■ Description of the task
Retype the records exactly, with nothing added or dropped.
———
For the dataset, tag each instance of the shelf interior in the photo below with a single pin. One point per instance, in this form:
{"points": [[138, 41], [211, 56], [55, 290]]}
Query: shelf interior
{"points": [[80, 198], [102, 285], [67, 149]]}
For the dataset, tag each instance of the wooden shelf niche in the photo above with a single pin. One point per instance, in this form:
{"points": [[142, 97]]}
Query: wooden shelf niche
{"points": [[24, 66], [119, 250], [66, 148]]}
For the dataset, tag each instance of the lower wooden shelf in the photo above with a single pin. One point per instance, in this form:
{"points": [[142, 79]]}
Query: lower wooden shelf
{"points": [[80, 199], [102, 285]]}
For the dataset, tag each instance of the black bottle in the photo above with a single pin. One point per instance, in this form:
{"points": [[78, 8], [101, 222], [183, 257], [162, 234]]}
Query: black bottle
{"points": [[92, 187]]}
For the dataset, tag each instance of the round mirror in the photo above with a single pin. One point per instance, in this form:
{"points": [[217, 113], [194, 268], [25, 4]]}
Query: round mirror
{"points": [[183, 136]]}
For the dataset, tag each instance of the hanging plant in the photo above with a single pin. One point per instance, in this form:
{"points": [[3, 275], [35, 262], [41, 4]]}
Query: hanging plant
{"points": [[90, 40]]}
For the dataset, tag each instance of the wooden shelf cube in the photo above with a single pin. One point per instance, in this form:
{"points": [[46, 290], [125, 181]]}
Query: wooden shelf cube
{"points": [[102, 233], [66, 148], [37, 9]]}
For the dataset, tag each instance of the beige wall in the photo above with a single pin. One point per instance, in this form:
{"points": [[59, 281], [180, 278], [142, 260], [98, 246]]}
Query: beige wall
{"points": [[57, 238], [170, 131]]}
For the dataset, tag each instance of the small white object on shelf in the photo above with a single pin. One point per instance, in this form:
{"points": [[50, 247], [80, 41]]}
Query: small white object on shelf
———
■ Expected answer
For the dataset, tag each instance of the shelf interior in the photo below with a single pin. One point per instance, in this form:
{"points": [[138, 41], [211, 56], [55, 290]]}
Query: shelf interior
{"points": [[80, 198], [102, 285], [67, 149]]}
For the dataset, tag each instance of the wooden shelf niche in the photo above with a single pin. One point per instance, in this form:
{"points": [[142, 97]]}
Query: wooden shelf niche
{"points": [[24, 66], [119, 250], [66, 148]]}
For the dataset, tag each instance of the lower wooden shelf in the photo above with a single pin. One point per instance, in this form:
{"points": [[142, 79]]}
Query: lower wooden shelf
{"points": [[80, 199], [102, 285]]}
For the dataset, tag each instance of the black bottle in the photo above with a single pin. One point per instance, in this form:
{"points": [[78, 8], [101, 222], [183, 257], [162, 234]]}
Query: black bottle
{"points": [[92, 187]]}
For the dataset, tag each instance of the round mirror in the photo above with a single pin. One point per instance, in this form:
{"points": [[217, 113], [194, 268], [25, 4]]}
Query: round mirror
{"points": [[183, 136]]}
For the dataset, tag each instance of the hanging plant in the photo above with a single pin. One point per instance, in this form:
{"points": [[3, 275], [35, 262], [41, 4]]}
Query: hanging plant
{"points": [[90, 40]]}
For the dataset, tag each instance of the wooden shelf cube in the photo above with a single pin. One point per instance, in this form:
{"points": [[46, 290], [125, 181]]}
Query: wooden shelf cube
{"points": [[102, 233], [66, 148], [37, 9]]}
For the dataset, tag each instance of the beige wall in the photo above with a single pin. One point per instance, in this form:
{"points": [[59, 281], [180, 278], [142, 260], [98, 246]]}
Query: beige wall
{"points": [[57, 238], [170, 131]]}
For the dataset, tag each instance of the small white object on shelf in the photo above with a single pin. One point per instance, in this form:
{"points": [[50, 247], [80, 41]]}
Query: small white object on shelf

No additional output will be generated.